--- START MATERIAL SHOWN ---

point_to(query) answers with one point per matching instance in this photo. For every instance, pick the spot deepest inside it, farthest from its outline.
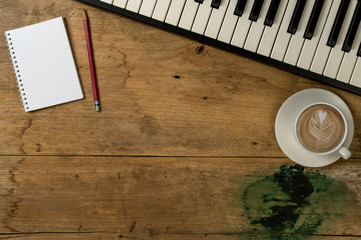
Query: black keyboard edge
(224, 46)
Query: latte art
(320, 128)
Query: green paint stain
(294, 202)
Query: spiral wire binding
(16, 70)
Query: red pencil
(91, 62)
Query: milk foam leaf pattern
(321, 127)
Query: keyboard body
(354, 87)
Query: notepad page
(44, 64)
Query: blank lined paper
(44, 64)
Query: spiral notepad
(44, 65)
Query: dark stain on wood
(295, 201)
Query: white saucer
(286, 118)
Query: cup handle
(345, 153)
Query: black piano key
(296, 16)
(216, 3)
(312, 22)
(359, 51)
(256, 9)
(240, 7)
(352, 29)
(337, 24)
(272, 11)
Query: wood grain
(184, 132)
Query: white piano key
(202, 17)
(336, 54)
(160, 10)
(188, 15)
(322, 51)
(283, 37)
(255, 32)
(242, 28)
(349, 60)
(216, 19)
(147, 7)
(107, 1)
(270, 33)
(229, 23)
(174, 12)
(356, 75)
(309, 47)
(120, 3)
(134, 5)
(297, 40)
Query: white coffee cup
(321, 129)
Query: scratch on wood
(133, 226)
(22, 133)
(14, 200)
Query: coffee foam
(320, 128)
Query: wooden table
(184, 147)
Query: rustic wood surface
(184, 147)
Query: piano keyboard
(318, 39)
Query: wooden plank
(161, 196)
(161, 94)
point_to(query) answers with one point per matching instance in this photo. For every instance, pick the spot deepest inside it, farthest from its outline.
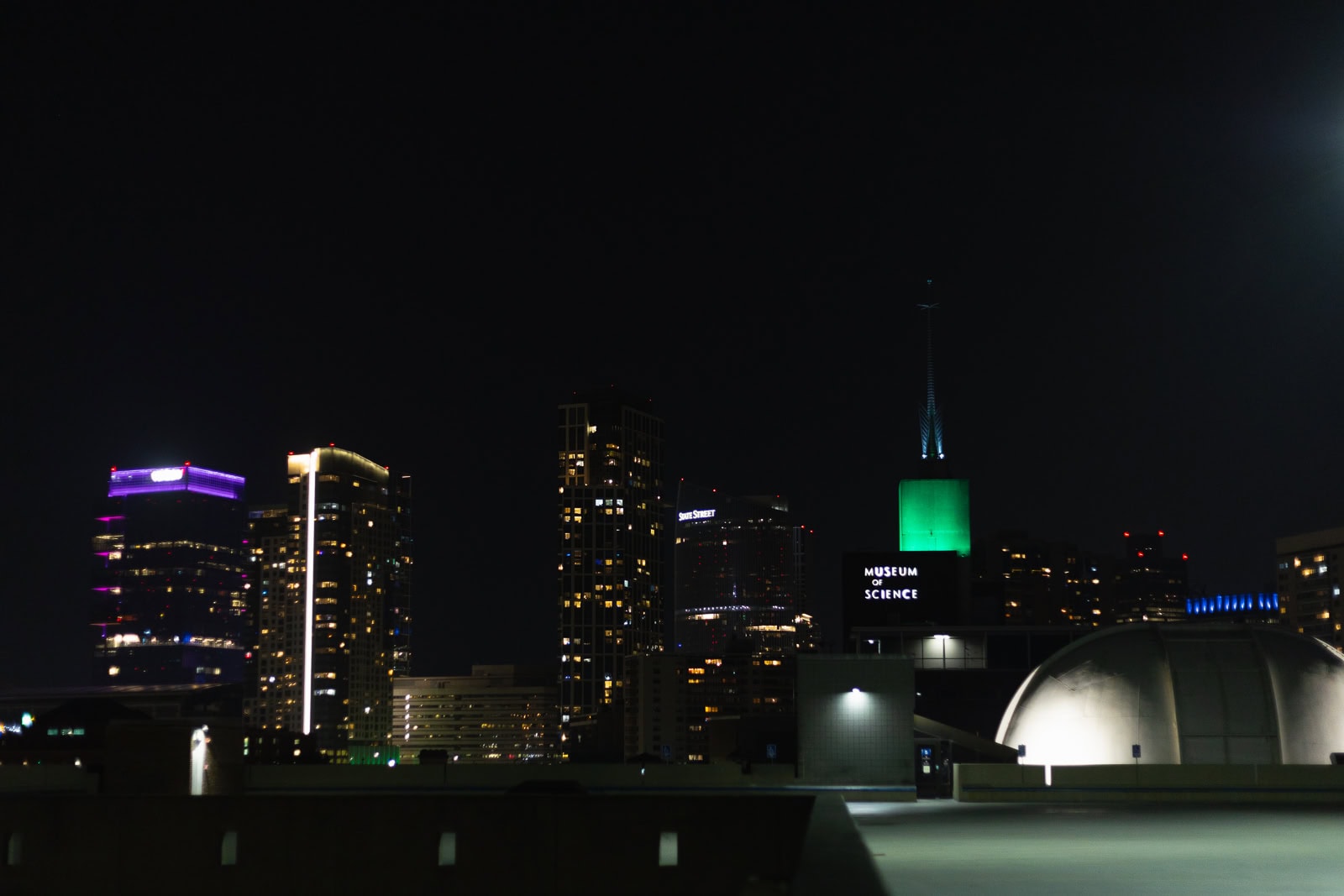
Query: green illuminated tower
(934, 508)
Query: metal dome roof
(1182, 694)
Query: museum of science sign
(898, 587)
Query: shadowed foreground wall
(367, 844)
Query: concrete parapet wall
(1148, 783)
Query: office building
(694, 708)
(499, 714)
(1310, 584)
(333, 584)
(168, 580)
(1149, 584)
(739, 575)
(612, 532)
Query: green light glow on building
(936, 515)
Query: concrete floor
(944, 846)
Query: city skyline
(416, 234)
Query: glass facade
(611, 532)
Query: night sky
(416, 228)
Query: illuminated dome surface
(1184, 694)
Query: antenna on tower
(931, 418)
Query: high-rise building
(333, 605)
(499, 714)
(168, 602)
(934, 508)
(1310, 584)
(612, 531)
(1032, 580)
(739, 575)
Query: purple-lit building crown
(176, 479)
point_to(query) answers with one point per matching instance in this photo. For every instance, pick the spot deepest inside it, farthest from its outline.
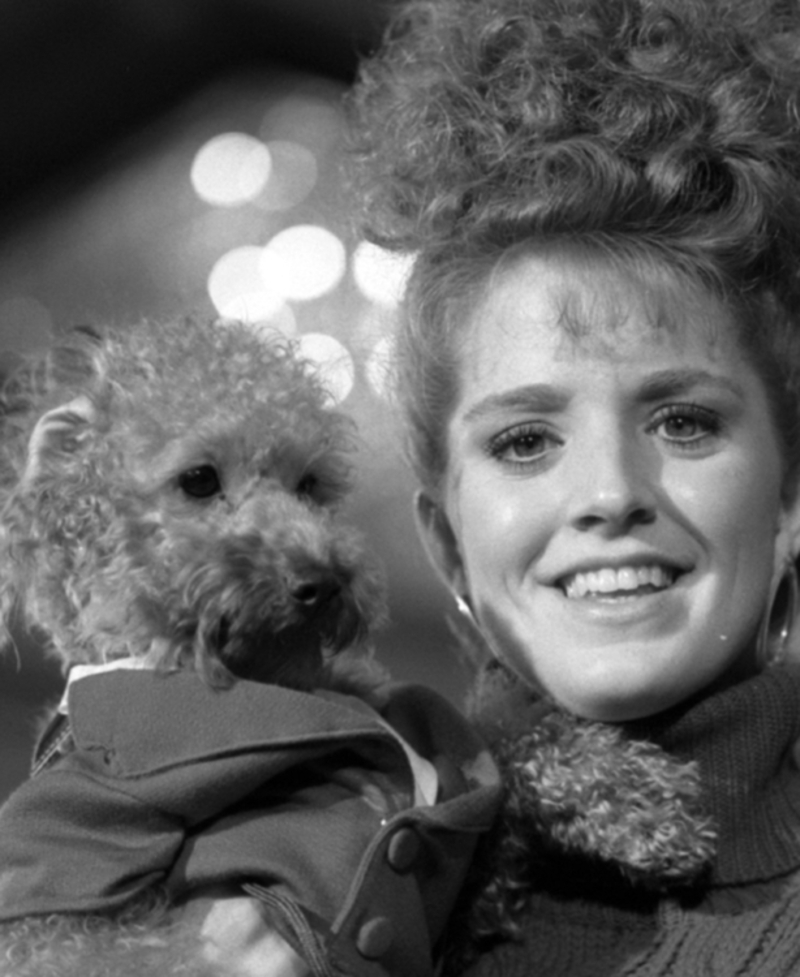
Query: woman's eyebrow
(542, 397)
(670, 383)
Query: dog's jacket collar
(173, 783)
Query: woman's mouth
(614, 582)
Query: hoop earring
(776, 627)
(463, 606)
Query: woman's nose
(613, 487)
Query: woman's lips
(618, 581)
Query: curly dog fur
(169, 494)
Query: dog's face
(173, 498)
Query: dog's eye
(201, 482)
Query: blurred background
(169, 156)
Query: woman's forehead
(597, 305)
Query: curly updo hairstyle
(648, 131)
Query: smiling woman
(612, 504)
(599, 367)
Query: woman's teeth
(610, 581)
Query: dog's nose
(314, 591)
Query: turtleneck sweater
(743, 919)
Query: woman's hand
(236, 939)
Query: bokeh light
(332, 363)
(237, 290)
(381, 275)
(231, 169)
(303, 262)
(292, 178)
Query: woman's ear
(787, 543)
(440, 542)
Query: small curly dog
(168, 497)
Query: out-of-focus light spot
(293, 175)
(303, 262)
(379, 366)
(231, 169)
(236, 287)
(332, 363)
(25, 324)
(381, 275)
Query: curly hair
(664, 128)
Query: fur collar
(706, 794)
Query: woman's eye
(522, 445)
(686, 424)
(201, 482)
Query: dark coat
(167, 781)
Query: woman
(598, 364)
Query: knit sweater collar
(743, 739)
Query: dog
(169, 497)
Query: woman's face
(612, 505)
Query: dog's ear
(59, 432)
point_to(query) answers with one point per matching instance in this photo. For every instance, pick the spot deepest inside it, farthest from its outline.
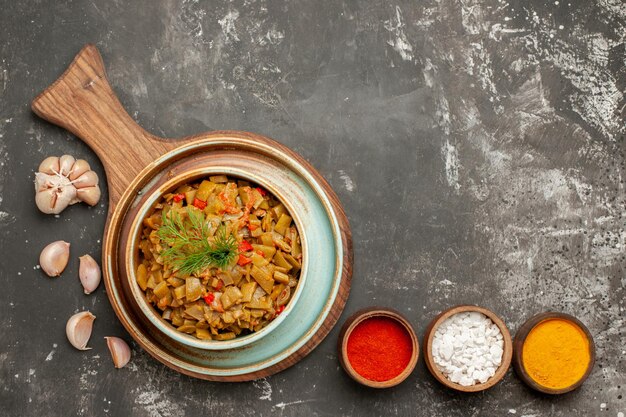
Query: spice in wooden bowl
(378, 347)
(554, 353)
(467, 348)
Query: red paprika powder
(379, 348)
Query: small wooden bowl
(520, 338)
(428, 353)
(348, 327)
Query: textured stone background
(478, 147)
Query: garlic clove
(80, 167)
(120, 351)
(88, 179)
(89, 273)
(66, 162)
(50, 165)
(78, 329)
(46, 202)
(56, 198)
(44, 181)
(54, 257)
(89, 195)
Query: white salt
(467, 348)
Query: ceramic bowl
(350, 325)
(439, 376)
(140, 166)
(518, 344)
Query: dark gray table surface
(478, 148)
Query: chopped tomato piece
(243, 260)
(245, 246)
(199, 203)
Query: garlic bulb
(54, 257)
(89, 274)
(120, 351)
(63, 181)
(78, 329)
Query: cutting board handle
(82, 101)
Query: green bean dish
(219, 258)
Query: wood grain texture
(428, 353)
(83, 102)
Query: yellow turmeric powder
(556, 353)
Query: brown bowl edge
(349, 326)
(506, 356)
(520, 338)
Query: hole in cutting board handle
(82, 101)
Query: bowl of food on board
(554, 353)
(467, 348)
(256, 230)
(217, 261)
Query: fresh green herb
(190, 249)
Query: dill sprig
(189, 246)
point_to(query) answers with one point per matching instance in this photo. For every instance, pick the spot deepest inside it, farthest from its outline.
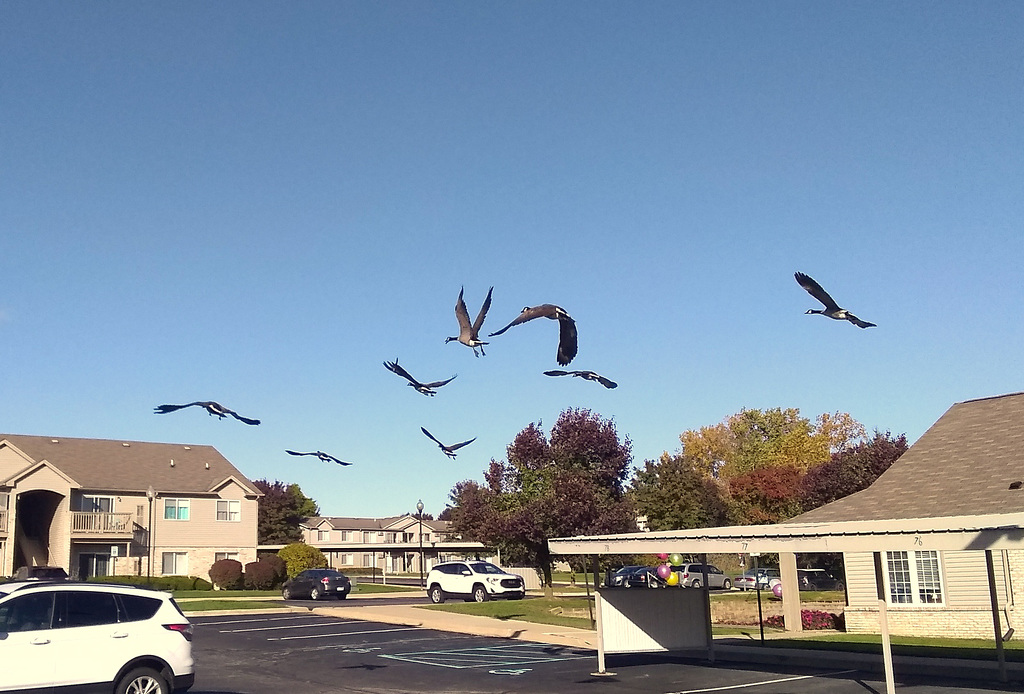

--- END MATERIAL SHOWN ---

▸ TASK TO COMPLETE
Rewrite every line of the entries from the line containing "Query: fur collar" through the end of the entries, inclusive, keeping all other text unchanged. Multiply each point coordinate in the answers by 2.3 and round it to a whole number, with halves rounding up, and omit the pictures.

▸ EXERCISE RESPONSE
Query: fur collar
(1624, 1826)
Query: woman's eye
(1201, 1024)
(1578, 975)
(462, 1109)
Query: dark coat
(384, 1796)
Query: woman
(1375, 837)
Query: knit sweater collar
(1709, 1700)
Query: dog
(389, 1143)
Query: woman's face
(1408, 1162)
Query: dog's ear
(136, 994)
point_to(query) answers with one point per matching instance in this photo. For every instance, pick the spot deepest inside it, farthest from its outline.
Query: spice in wooden bowl
(869, 798)
(1274, 812)
(1074, 800)
Query: red paprika powder
(872, 800)
Query: small wooden bowl
(1196, 777)
(984, 812)
(800, 752)
Query: textured stone background
(1099, 338)
Query: garlic clove
(184, 384)
(276, 807)
(202, 412)
(205, 628)
(152, 373)
(115, 380)
(179, 757)
(106, 465)
(129, 455)
(101, 416)
(124, 591)
(205, 449)
Query: white salt
(1074, 800)
Query: ceramic bowl
(805, 748)
(1010, 865)
(322, 382)
(1191, 791)
Query: dark gray table surface
(1099, 340)
Query: chopped tomato piece
(559, 598)
(564, 566)
(458, 467)
Query: garlic bulb
(124, 591)
(205, 630)
(276, 807)
(145, 416)
(179, 757)
Query: cutting board handle
(189, 232)
Query: green bean dish
(504, 593)
Query: wood grain texture
(984, 812)
(191, 235)
Query: yellow turmeric powder
(1279, 812)
Query: brown bowl edge
(803, 750)
(1164, 819)
(1196, 777)
Query: hole in cutting board handle
(189, 232)
Query: bowl of food on board
(1274, 812)
(1074, 800)
(589, 529)
(499, 600)
Query: fresh green herb
(437, 573)
Query: dill sprig
(435, 566)
point_to(query) answers with one point per matching instance in this photo. For every instance, pick the spot deepest inside it, farthest from its outline.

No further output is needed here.